Work to be completed: Write out the listing below in its entirety, minus the pictures, without changing a word.

Exercise data:
----------

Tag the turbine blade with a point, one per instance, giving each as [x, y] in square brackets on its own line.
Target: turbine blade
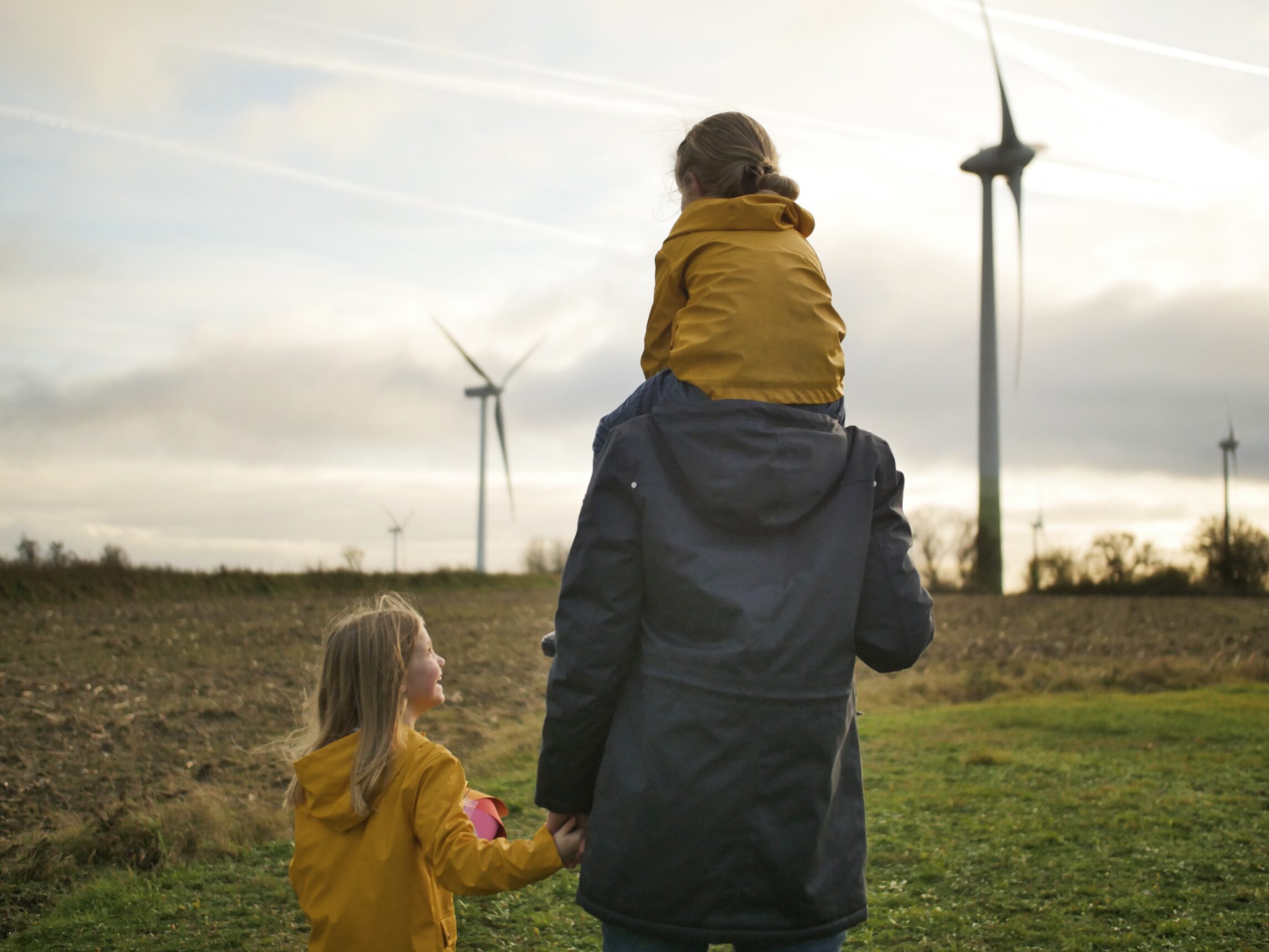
[1008, 137]
[1016, 186]
[517, 365]
[466, 356]
[502, 442]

----------

Answer box:
Tag the turbine blade with a point, one per instance, giving each as [x, y] in square brackets on its own line.
Target: turbine blade
[1008, 137]
[1016, 186]
[517, 365]
[466, 356]
[502, 442]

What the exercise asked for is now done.